(Box annotations on photos)
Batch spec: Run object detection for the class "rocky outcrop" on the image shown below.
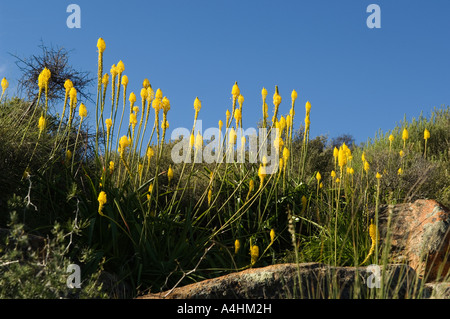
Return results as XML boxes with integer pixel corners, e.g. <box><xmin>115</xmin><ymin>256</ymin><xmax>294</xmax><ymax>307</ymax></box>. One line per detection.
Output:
<box><xmin>140</xmin><ymin>263</ymin><xmax>423</xmax><ymax>299</ymax></box>
<box><xmin>378</xmin><ymin>200</ymin><xmax>450</xmax><ymax>281</ymax></box>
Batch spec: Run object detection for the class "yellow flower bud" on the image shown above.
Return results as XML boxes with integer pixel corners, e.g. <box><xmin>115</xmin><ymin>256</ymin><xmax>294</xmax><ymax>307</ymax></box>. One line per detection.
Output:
<box><xmin>78</xmin><ymin>103</ymin><xmax>87</xmax><ymax>120</ymax></box>
<box><xmin>291</xmin><ymin>90</ymin><xmax>298</xmax><ymax>103</ymax></box>
<box><xmin>121</xmin><ymin>75</ymin><xmax>128</xmax><ymax>87</ymax></box>
<box><xmin>97</xmin><ymin>38</ymin><xmax>106</xmax><ymax>53</ymax></box>
<box><xmin>116</xmin><ymin>60</ymin><xmax>125</xmax><ymax>74</ymax></box>
<box><xmin>161</xmin><ymin>97</ymin><xmax>170</xmax><ymax>114</ymax></box>
<box><xmin>423</xmin><ymin>129</ymin><xmax>430</xmax><ymax>140</ymax></box>
<box><xmin>167</xmin><ymin>166</ymin><xmax>173</xmax><ymax>183</ymax></box>
<box><xmin>261</xmin><ymin>88</ymin><xmax>267</xmax><ymax>101</ymax></box>
<box><xmin>105</xmin><ymin>119</ymin><xmax>112</xmax><ymax>134</ymax></box>
<box><xmin>128</xmin><ymin>92</ymin><xmax>136</xmax><ymax>108</ymax></box>
<box><xmin>1</xmin><ymin>78</ymin><xmax>9</xmax><ymax>92</ymax></box>
<box><xmin>102</xmin><ymin>73</ymin><xmax>109</xmax><ymax>86</ymax></box>
<box><xmin>39</xmin><ymin>115</ymin><xmax>47</xmax><ymax>133</ymax></box>
<box><xmin>231</xmin><ymin>81</ymin><xmax>241</xmax><ymax>99</ymax></box>
<box><xmin>194</xmin><ymin>97</ymin><xmax>202</xmax><ymax>113</ymax></box>
<box><xmin>402</xmin><ymin>128</ymin><xmax>409</xmax><ymax>141</ymax></box>
<box><xmin>316</xmin><ymin>172</ymin><xmax>322</xmax><ymax>182</ymax></box>
<box><xmin>234</xmin><ymin>239</ymin><xmax>241</xmax><ymax>254</ymax></box>
<box><xmin>155</xmin><ymin>89</ymin><xmax>163</xmax><ymax>100</ymax></box>
<box><xmin>238</xmin><ymin>94</ymin><xmax>244</xmax><ymax>108</ymax></box>
<box><xmin>97</xmin><ymin>191</ymin><xmax>106</xmax><ymax>215</ymax></box>
<box><xmin>270</xmin><ymin>228</ymin><xmax>275</xmax><ymax>243</ymax></box>
<box><xmin>142</xmin><ymin>79</ymin><xmax>150</xmax><ymax>89</ymax></box>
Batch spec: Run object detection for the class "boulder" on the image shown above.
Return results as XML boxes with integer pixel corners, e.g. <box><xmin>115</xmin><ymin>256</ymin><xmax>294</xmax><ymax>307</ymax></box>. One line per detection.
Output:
<box><xmin>378</xmin><ymin>199</ymin><xmax>450</xmax><ymax>282</ymax></box>
<box><xmin>139</xmin><ymin>263</ymin><xmax>423</xmax><ymax>299</ymax></box>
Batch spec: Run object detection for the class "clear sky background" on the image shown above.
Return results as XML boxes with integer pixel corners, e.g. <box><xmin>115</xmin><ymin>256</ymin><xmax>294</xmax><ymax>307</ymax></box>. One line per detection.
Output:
<box><xmin>0</xmin><ymin>0</ymin><xmax>450</xmax><ymax>143</ymax></box>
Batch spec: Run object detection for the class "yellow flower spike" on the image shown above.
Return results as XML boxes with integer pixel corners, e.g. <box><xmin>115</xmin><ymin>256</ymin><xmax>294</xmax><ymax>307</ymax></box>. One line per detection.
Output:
<box><xmin>152</xmin><ymin>98</ymin><xmax>162</xmax><ymax>112</ymax></box>
<box><xmin>142</xmin><ymin>79</ymin><xmax>150</xmax><ymax>89</ymax></box>
<box><xmin>258</xmin><ymin>165</ymin><xmax>266</xmax><ymax>188</ymax></box>
<box><xmin>97</xmin><ymin>191</ymin><xmax>107</xmax><ymax>216</ymax></box>
<box><xmin>361</xmin><ymin>219</ymin><xmax>380</xmax><ymax>265</ymax></box>
<box><xmin>283</xmin><ymin>147</ymin><xmax>290</xmax><ymax>164</ymax></box>
<box><xmin>39</xmin><ymin>115</ymin><xmax>47</xmax><ymax>133</ymax></box>
<box><xmin>234</xmin><ymin>109</ymin><xmax>242</xmax><ymax>128</ymax></box>
<box><xmin>402</xmin><ymin>128</ymin><xmax>409</xmax><ymax>148</ymax></box>
<box><xmin>291</xmin><ymin>90</ymin><xmax>298</xmax><ymax>105</ymax></box>
<box><xmin>402</xmin><ymin>128</ymin><xmax>409</xmax><ymax>140</ymax></box>
<box><xmin>147</xmin><ymin>184</ymin><xmax>153</xmax><ymax>200</ymax></box>
<box><xmin>121</xmin><ymin>75</ymin><xmax>128</xmax><ymax>88</ymax></box>
<box><xmin>338</xmin><ymin>143</ymin><xmax>347</xmax><ymax>170</ymax></box>
<box><xmin>194</xmin><ymin>131</ymin><xmax>203</xmax><ymax>151</ymax></box>
<box><xmin>161</xmin><ymin>96</ymin><xmax>170</xmax><ymax>114</ymax></box>
<box><xmin>167</xmin><ymin>166</ymin><xmax>173</xmax><ymax>184</ymax></box>
<box><xmin>102</xmin><ymin>73</ymin><xmax>109</xmax><ymax>86</ymax></box>
<box><xmin>78</xmin><ymin>103</ymin><xmax>87</xmax><ymax>120</ymax></box>
<box><xmin>273</xmin><ymin>86</ymin><xmax>281</xmax><ymax>108</ymax></box>
<box><xmin>330</xmin><ymin>171</ymin><xmax>336</xmax><ymax>179</ymax></box>
<box><xmin>301</xmin><ymin>195</ymin><xmax>308</xmax><ymax>214</ymax></box>
<box><xmin>155</xmin><ymin>89</ymin><xmax>163</xmax><ymax>100</ymax></box>
<box><xmin>109</xmin><ymin>64</ymin><xmax>118</xmax><ymax>78</ymax></box>
<box><xmin>423</xmin><ymin>129</ymin><xmax>430</xmax><ymax>141</ymax></box>
<box><xmin>262</xmin><ymin>155</ymin><xmax>267</xmax><ymax>166</ymax></box>
<box><xmin>1</xmin><ymin>78</ymin><xmax>9</xmax><ymax>92</ymax></box>
<box><xmin>238</xmin><ymin>94</ymin><xmax>244</xmax><ymax>109</ymax></box>
<box><xmin>128</xmin><ymin>92</ymin><xmax>136</xmax><ymax>108</ymax></box>
<box><xmin>119</xmin><ymin>135</ymin><xmax>130</xmax><ymax>157</ymax></box>
<box><xmin>69</xmin><ymin>87</ymin><xmax>77</xmax><ymax>107</ymax></box>
<box><xmin>161</xmin><ymin>120</ymin><xmax>169</xmax><ymax>130</ymax></box>
<box><xmin>333</xmin><ymin>146</ymin><xmax>339</xmax><ymax>160</ymax></box>
<box><xmin>250</xmin><ymin>245</ymin><xmax>259</xmax><ymax>266</ymax></box>
<box><xmin>208</xmin><ymin>188</ymin><xmax>212</xmax><ymax>206</ymax></box>
<box><xmin>194</xmin><ymin>97</ymin><xmax>202</xmax><ymax>113</ymax></box>
<box><xmin>189</xmin><ymin>133</ymin><xmax>195</xmax><ymax>148</ymax></box>
<box><xmin>66</xmin><ymin>150</ymin><xmax>72</xmax><ymax>162</ymax></box>
<box><xmin>241</xmin><ymin>136</ymin><xmax>247</xmax><ymax>148</ymax></box>
<box><xmin>105</xmin><ymin>119</ymin><xmax>112</xmax><ymax>134</ymax></box>
<box><xmin>147</xmin><ymin>86</ymin><xmax>155</xmax><ymax>105</ymax></box>
<box><xmin>116</xmin><ymin>60</ymin><xmax>125</xmax><ymax>74</ymax></box>
<box><xmin>234</xmin><ymin>239</ymin><xmax>241</xmax><ymax>254</ymax></box>
<box><xmin>305</xmin><ymin>101</ymin><xmax>311</xmax><ymax>114</ymax></box>
<box><xmin>146</xmin><ymin>146</ymin><xmax>155</xmax><ymax>165</ymax></box>
<box><xmin>261</xmin><ymin>87</ymin><xmax>268</xmax><ymax>102</ymax></box>
<box><xmin>231</xmin><ymin>81</ymin><xmax>241</xmax><ymax>99</ymax></box>
<box><xmin>64</xmin><ymin>79</ymin><xmax>73</xmax><ymax>94</ymax></box>
<box><xmin>141</xmin><ymin>88</ymin><xmax>148</xmax><ymax>104</ymax></box>
<box><xmin>97</xmin><ymin>38</ymin><xmax>106</xmax><ymax>53</ymax></box>
<box><xmin>270</xmin><ymin>228</ymin><xmax>275</xmax><ymax>244</ymax></box>
<box><xmin>364</xmin><ymin>161</ymin><xmax>370</xmax><ymax>173</ymax></box>
<box><xmin>130</xmin><ymin>113</ymin><xmax>137</xmax><ymax>130</ymax></box>
<box><xmin>316</xmin><ymin>172</ymin><xmax>322</xmax><ymax>183</ymax></box>
<box><xmin>228</xmin><ymin>128</ymin><xmax>237</xmax><ymax>146</ymax></box>
<box><xmin>305</xmin><ymin>116</ymin><xmax>311</xmax><ymax>131</ymax></box>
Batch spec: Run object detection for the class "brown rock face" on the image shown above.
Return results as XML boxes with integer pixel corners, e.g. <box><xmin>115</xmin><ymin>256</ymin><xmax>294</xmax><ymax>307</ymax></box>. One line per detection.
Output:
<box><xmin>378</xmin><ymin>200</ymin><xmax>450</xmax><ymax>281</ymax></box>
<box><xmin>140</xmin><ymin>263</ymin><xmax>420</xmax><ymax>299</ymax></box>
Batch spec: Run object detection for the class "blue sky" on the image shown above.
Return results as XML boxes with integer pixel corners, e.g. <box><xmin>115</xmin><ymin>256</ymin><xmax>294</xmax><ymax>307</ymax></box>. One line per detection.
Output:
<box><xmin>0</xmin><ymin>0</ymin><xmax>450</xmax><ymax>142</ymax></box>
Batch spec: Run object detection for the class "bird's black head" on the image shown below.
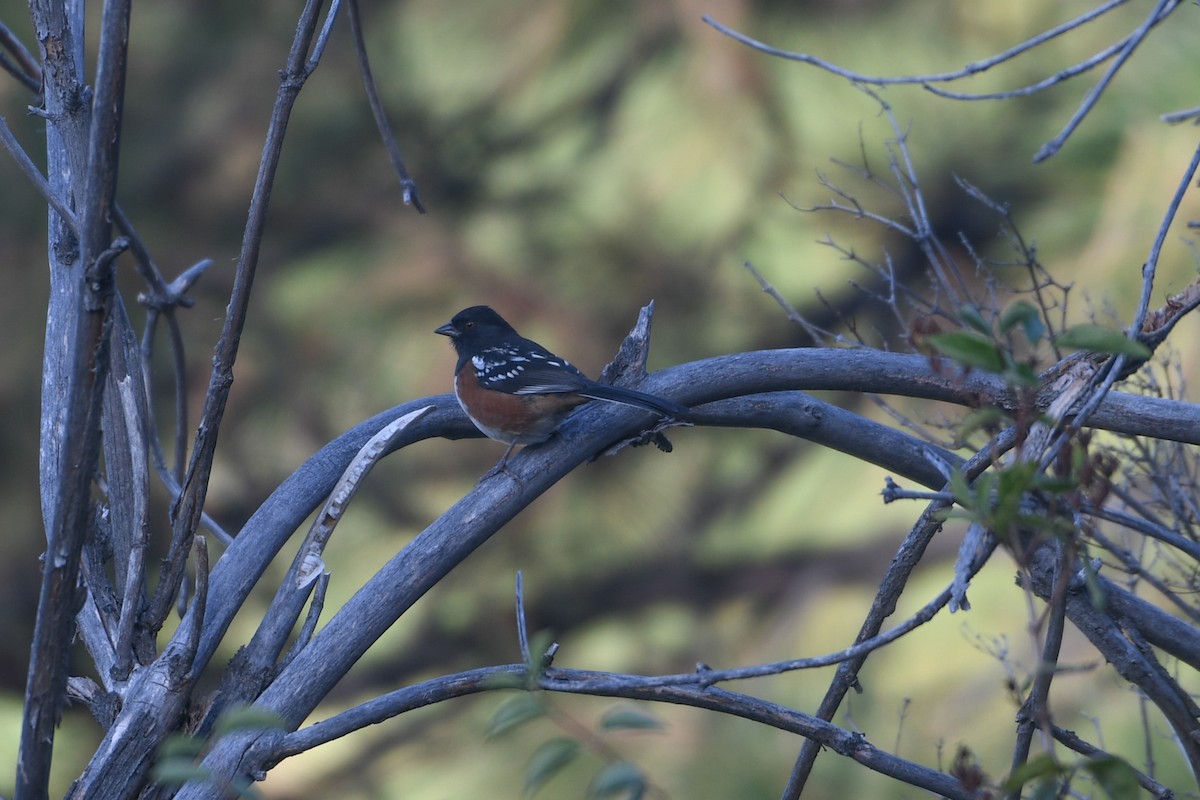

__AIM__
Gather every line above that contains the word "class". Matches must have the same case.

__WRITTEN REPLY__
Batch spec: Run object detection for the class "rocky outcrop" on the image shown below.
Batch spec: Run object detection for the class "yellow flower bud" on the image shown above.
Batch spec: Run object detection for the class "boulder" on the image shown above.
Batch spec: Run object detection for the class "clear sky background" on the image shown above.
Batch spec: Run object detection for the class "yellow flower spike" on the image shown above.
Batch spec: Run object detection for the class "brown rock face" on the image shown above.
Batch spec: Run object detection for the class "blue sky" on the image shown above.
Batch spec: Run object detection for the class "bird's black head" on the image shown below.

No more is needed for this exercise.